• Raw records:
========

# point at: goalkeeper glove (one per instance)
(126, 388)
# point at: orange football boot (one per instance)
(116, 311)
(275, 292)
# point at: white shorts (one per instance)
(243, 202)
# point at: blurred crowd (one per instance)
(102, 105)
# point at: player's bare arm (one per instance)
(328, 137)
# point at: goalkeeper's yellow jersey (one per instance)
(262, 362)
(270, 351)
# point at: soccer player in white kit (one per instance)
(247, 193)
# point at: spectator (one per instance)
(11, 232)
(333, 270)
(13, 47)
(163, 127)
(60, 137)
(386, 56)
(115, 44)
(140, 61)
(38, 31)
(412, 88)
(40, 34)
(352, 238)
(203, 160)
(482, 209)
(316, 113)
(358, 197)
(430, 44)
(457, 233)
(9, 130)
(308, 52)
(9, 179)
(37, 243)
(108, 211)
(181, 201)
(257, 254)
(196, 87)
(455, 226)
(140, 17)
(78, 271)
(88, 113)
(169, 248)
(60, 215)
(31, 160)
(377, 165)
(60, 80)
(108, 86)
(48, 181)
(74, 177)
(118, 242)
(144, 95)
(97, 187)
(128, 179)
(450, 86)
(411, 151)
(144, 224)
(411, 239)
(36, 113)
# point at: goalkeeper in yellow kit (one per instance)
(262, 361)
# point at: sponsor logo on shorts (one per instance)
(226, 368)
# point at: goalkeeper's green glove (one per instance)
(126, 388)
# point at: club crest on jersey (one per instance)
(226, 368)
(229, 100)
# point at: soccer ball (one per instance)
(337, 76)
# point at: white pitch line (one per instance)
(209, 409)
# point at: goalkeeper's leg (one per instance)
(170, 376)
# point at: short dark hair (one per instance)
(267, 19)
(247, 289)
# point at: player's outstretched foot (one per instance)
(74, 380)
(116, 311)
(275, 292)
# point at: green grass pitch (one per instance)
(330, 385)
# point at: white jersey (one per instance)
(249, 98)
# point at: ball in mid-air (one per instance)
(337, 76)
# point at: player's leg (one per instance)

========

Reproduce every one of the records above verbatim, keeping each line unchanged and in its original order.

# point at: goalkeeper glove (one per instance)
(126, 388)
# point at: orange football boot (one per instance)
(116, 311)
(275, 292)
# point at: white shorts (one per instance)
(243, 202)
# point at: blurred crowd (one per instance)
(102, 105)
# point at: player's bare arm (one per instance)
(328, 137)
# point at: goalkeeper's yellow jersey (one per instance)
(262, 362)
(270, 351)
# point at: soccer player in white kit (one per instance)
(247, 193)
# point at: spectator (one per instance)
(11, 232)
(333, 270)
(13, 47)
(163, 127)
(60, 137)
(386, 56)
(115, 44)
(140, 61)
(38, 31)
(412, 88)
(40, 34)
(352, 238)
(203, 160)
(482, 209)
(316, 113)
(358, 197)
(430, 44)
(457, 233)
(9, 130)
(308, 52)
(9, 179)
(37, 243)
(108, 211)
(181, 201)
(257, 254)
(196, 87)
(455, 226)
(140, 17)
(78, 271)
(88, 113)
(169, 248)
(60, 215)
(31, 160)
(377, 165)
(60, 80)
(108, 86)
(48, 181)
(74, 177)
(118, 242)
(144, 95)
(97, 187)
(128, 179)
(450, 86)
(411, 151)
(144, 224)
(411, 239)
(36, 113)
# point at: goalkeeper in yellow kit (one per instance)
(262, 361)
# point at: sponsor logo on shorts (one per instance)
(226, 368)
# point at: goalkeeper's green glove (one per instance)
(126, 388)
# point at: club crest on jersey (one per instance)
(226, 368)
(229, 100)
# point at: soccer ball (one per instance)
(337, 76)
# point at: white pitch line (one per instance)
(209, 409)
# point at: goalkeeper's leg (one per instance)
(170, 376)
# point at: short dark hair (one per instance)
(267, 19)
(247, 289)
# point at: player's outstretched foot (one per instance)
(74, 380)
(116, 311)
(275, 292)
# point at: green grass pitch (one per instance)
(330, 385)
# point at: white jersey (one per instance)
(249, 98)
# point at: ball in mid-air (one per instance)
(337, 76)
# point at: player's leg (one per instance)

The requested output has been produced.